Direction: Extract all of the entries and give them again, word for word.
#### Records supplied
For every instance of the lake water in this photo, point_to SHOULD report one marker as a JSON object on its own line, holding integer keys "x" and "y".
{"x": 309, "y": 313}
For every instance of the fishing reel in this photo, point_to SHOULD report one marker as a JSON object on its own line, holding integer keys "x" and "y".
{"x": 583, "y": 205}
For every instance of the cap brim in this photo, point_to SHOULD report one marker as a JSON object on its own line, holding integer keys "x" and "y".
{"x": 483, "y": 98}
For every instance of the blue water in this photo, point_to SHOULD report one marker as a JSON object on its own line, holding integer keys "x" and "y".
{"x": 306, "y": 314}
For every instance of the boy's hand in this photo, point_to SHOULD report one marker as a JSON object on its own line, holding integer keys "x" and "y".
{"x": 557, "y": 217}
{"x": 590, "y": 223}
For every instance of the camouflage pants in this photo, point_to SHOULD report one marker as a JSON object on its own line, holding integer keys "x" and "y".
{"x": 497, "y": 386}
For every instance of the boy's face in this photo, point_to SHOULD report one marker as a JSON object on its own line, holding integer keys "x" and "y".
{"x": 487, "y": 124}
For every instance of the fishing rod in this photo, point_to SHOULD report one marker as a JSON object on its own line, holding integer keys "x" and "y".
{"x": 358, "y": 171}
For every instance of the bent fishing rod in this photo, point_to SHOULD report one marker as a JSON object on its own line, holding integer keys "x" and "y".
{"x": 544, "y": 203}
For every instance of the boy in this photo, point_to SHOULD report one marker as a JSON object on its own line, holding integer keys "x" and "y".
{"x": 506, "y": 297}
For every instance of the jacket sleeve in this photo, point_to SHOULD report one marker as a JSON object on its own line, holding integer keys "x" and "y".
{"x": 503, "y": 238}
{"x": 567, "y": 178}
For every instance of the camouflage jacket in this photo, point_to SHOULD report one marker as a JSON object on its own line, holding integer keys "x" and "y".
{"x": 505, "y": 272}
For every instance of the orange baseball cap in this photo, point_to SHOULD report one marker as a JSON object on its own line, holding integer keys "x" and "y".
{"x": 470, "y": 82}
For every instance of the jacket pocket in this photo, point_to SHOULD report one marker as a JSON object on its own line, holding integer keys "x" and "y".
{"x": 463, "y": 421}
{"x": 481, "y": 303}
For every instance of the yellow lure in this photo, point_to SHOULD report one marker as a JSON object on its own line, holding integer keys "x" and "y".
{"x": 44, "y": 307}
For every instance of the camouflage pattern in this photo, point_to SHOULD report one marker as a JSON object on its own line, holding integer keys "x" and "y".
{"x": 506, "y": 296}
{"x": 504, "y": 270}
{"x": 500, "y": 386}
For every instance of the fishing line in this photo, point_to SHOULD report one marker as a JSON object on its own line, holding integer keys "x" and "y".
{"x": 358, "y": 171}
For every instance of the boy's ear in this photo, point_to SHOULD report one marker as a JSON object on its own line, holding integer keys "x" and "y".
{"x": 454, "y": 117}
########
The output:
For every instance of the lake water in this photo, point_to SHOULD report one marker as a JSON object on its own line, holding integer keys "x" and "y".
{"x": 309, "y": 313}
For every instance of the fishing reel in this photo, point_to SHOULD report one marker as a JSON object on its own line, holding integer keys "x" and "y".
{"x": 583, "y": 205}
For every instance of the cap brim in this photo, point_to SHOULD report one marker as a JSON object on its own line, holding integer keys "x" and "y".
{"x": 483, "y": 98}
For every instance of the blue water in this photo, point_to SHOULD report one marker as a JSON object on its own line, holding integer keys "x" and "y".
{"x": 306, "y": 314}
For every instance of the boy's hand in this photo, point_to SHOULD report one marker as a JSON object on its own line, holding integer keys "x" and "y".
{"x": 557, "y": 217}
{"x": 590, "y": 223}
For every instance of the camouflage pants in this photo, point_to SHOULD report one marker as a JSON object on its own line, holding integer keys "x" and "y".
{"x": 497, "y": 386}
For every instance of the boy's face in this photo, point_to SHOULD report one marker as a JSON object on its own line, holding integer keys "x" and "y".
{"x": 487, "y": 124}
For every instance of the fishing rod in this photo, point_to SHOULD report one marker as a JSON object on its own line, holding integer keys "x" and "y".
{"x": 358, "y": 171}
For every instance of the bent fishing rod in this photo, point_to SHOULD report one marker as a JSON object on its own line, holding integer keys "x" and "y".
{"x": 544, "y": 203}
For every instance of the boy in this photo, point_to SHOULD report one marker as a JSON object on its own line, holding integer keys "x" and "y".
{"x": 506, "y": 297}
For every instance of the jacket sleeve in this photo, point_to SHOULD report one marker as a JSON object on its own line, holding integer keys "x" and "y".
{"x": 503, "y": 238}
{"x": 567, "y": 178}
For every instance of the camouflage jacket in this photo, point_to SHOULD report one marker as a JSON object on its own line, holding integer keys "x" and "y".
{"x": 505, "y": 272}
For every instance of the orange baseball cap in this photo, point_to SHOULD report one marker as a JSON object on its own line, holding integer keys "x" and "y".
{"x": 470, "y": 82}
For every instance of the jacket pocket in this photo, point_to SHOULD report one marker as a JSON object on its own line, holding integer keys "x" and "y".
{"x": 463, "y": 421}
{"x": 481, "y": 303}
For every instance of the yellow lure in this photo, point_to SHOULD report one marker as a JSON object on its own line, holding integer keys "x" and "y".
{"x": 44, "y": 307}
For every instance of the camouflage pattern in this photo, point_to SHOULD report one marker as a JSON object on its own line, holding integer keys "x" and "y".
{"x": 506, "y": 296}
{"x": 504, "y": 270}
{"x": 500, "y": 386}
For every instance of the fishing line in this photo, point_to SHOULD report one marker as a JSON object on its own line, holding integer keys "x" and "y".
{"x": 358, "y": 171}
For every instance of the boy's ear in this photo, point_to SHOULD report one marker as a JSON object on its own line, holding integer keys "x" and "y".
{"x": 454, "y": 117}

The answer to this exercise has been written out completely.